▶ Série d'exercices
a - Répondez brièvement à ces questions sur le texte consacré au film The Knack :
(i) À quelle revue le réalisateur a-t-il accordé l'entretien cité ?
(ii) D'après le réalisateur, sur quoi porte The Knack ?
(iii) Combien de boutons le vieux sketch radiophonique comporte-t-il ?
b - Prolongez le texte consacré au film The Knack en écrivant la suite de son dernier passage.
::: Texte fourni
Dans cette chronique romantique chorale se croisent quelques jeunes hommes et femmes vivant avec plus ou moins de sérieux et de bonheur leur quête d'amour ou d'affections éphémères. Dans un entretien accordé aux Cahiers du Cinéma à Cannes cette année là, le réalisateur précisait ses intentions : «The Knack est un film sur la non-communication des jeunes entre eux : ils sont dans une pièce, et chacun parle pour soi, chacun parle de choses différentes, sans écouter les autres, ce qui est très réaliste. Cela me fait penser à un vieux sketch radiophonique : il y a quatre boutons, correspondant à quatre programmes, un agricole, un religieux, un musical, un d'information. Si l'on appuie sur les quatre à la fois, on obtient un torrent d'absurdités. Voilà ce qu'est The Knack».
::::::
::: Données extraites
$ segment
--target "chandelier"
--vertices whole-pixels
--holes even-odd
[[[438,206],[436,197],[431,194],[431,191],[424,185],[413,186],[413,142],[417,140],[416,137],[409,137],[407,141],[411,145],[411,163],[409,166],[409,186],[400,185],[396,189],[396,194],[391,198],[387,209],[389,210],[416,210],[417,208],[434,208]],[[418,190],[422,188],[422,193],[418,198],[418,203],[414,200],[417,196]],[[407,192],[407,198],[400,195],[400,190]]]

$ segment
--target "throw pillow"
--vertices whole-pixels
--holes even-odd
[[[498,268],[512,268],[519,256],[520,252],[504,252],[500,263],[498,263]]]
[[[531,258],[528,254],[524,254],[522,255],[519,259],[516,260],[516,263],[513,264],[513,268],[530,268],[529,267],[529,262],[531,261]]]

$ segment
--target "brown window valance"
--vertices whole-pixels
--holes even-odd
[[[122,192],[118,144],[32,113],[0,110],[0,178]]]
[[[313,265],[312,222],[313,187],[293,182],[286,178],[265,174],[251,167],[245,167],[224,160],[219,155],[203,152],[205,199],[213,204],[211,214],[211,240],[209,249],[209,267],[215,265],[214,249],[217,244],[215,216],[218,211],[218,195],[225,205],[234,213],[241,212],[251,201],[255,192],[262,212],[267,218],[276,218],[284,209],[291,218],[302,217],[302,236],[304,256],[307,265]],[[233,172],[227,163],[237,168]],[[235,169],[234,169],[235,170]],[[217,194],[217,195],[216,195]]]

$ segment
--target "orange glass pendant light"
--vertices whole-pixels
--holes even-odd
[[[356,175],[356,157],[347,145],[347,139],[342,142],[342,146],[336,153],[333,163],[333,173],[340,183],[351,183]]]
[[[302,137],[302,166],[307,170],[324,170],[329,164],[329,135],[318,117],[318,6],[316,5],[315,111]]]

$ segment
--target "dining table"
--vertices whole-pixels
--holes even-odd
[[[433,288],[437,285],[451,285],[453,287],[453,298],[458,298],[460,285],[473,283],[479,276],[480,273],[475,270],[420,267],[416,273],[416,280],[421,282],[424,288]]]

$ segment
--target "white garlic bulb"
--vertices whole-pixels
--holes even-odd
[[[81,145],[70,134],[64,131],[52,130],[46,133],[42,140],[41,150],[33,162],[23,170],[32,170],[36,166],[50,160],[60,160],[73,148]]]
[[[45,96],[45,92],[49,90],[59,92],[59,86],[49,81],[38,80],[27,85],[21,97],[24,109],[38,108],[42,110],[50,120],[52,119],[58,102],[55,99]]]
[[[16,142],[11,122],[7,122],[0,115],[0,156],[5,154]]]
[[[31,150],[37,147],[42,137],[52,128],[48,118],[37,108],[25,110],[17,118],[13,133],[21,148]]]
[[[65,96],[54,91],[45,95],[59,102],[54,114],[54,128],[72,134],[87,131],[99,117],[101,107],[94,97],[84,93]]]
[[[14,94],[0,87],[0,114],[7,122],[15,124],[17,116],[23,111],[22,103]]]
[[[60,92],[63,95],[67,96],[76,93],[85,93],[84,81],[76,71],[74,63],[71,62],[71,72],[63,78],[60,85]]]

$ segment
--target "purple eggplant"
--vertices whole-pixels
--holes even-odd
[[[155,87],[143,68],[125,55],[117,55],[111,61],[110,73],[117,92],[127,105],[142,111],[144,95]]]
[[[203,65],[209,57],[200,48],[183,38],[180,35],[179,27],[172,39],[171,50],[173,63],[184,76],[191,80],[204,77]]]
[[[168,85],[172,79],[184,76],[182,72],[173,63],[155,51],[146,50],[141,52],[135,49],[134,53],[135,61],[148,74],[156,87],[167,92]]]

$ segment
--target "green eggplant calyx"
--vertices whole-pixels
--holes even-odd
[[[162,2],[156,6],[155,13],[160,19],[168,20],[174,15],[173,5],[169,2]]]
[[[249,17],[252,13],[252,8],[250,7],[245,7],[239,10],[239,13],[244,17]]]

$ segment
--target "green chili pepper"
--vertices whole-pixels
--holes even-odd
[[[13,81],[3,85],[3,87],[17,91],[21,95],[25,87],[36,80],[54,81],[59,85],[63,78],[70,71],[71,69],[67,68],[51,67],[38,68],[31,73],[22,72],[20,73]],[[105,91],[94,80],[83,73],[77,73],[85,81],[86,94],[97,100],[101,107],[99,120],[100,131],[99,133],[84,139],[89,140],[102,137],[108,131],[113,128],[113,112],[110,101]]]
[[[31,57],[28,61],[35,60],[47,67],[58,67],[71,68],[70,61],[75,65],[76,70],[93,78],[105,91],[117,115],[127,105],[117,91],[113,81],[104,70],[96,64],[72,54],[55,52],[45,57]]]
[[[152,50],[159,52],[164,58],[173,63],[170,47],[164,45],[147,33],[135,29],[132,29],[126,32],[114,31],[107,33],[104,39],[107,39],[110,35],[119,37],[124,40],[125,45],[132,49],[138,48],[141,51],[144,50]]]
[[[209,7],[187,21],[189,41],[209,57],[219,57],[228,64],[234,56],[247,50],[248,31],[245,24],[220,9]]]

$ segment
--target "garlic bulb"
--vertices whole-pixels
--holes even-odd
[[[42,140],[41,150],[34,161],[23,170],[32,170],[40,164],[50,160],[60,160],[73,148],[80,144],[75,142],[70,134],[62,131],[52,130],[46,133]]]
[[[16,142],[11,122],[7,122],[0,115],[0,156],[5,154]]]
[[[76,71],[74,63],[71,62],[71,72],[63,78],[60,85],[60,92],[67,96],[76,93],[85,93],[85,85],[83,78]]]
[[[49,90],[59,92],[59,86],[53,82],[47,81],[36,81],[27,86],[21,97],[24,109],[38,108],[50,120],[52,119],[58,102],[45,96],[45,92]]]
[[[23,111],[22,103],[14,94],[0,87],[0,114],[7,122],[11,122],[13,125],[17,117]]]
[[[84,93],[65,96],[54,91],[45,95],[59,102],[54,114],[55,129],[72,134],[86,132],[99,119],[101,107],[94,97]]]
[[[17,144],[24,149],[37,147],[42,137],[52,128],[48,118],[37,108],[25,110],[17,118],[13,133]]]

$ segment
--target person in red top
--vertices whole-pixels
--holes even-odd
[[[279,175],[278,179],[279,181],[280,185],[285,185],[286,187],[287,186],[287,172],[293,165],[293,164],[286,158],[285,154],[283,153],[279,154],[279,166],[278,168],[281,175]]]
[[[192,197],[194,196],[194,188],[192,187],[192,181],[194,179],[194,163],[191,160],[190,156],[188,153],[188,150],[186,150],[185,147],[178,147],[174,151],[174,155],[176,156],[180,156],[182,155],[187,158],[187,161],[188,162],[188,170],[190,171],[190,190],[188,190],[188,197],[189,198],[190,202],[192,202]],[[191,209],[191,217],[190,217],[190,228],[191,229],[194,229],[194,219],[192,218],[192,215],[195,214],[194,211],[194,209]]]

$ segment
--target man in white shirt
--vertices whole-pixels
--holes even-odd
::::::
▶ Réponses par exercice
a -
(i) Aux Cahiers du Cinéma, à Cannes.
(ii) Sur la non-communication des jeunes entre eux.
(iii) Quatre.

b -
De ces oppositions et enchevêtrements de situations souvent embarrassantes naît le rire franc, net, massif mais aussi une forme de tristesse, liée à la complexité des relations amoureuses. The Knack, sans être parfait, est une heureuse combinaison d'un portrait réaliste de la jeunesse contemporaine du temps de son tournage et d'un décalage cartoonesque (voir le montage à la Tex Avery dans la scène des portes ci-dessous). Lester avait auparavant dirigé les Beatles dans Quatre garçons dans le vent (A Hard Day's Night) et c'est accompagné de John Lennon qu'il récupéra son trophée, ce dont peu de réalisateurs peuvent se vanter. Petite ironie de l'histoire, il réalisa une dizaine d'années plus tard La Rose et la flèche, avec Audrey Hepburn dans le rôle de Marianne, l'éternelle fiancée de Robin des Bois immortalisée à la fin des années 30 par Olivia de Havilland ! L'autre grand film comique anglais, et plus franchement drôle encore, récompensé à un niveau élevé est le film à sketchs des Monty Python, le Sens de la vie (voir notre texte sur John Cleese).

Etaix bien sérieux, tout cela ?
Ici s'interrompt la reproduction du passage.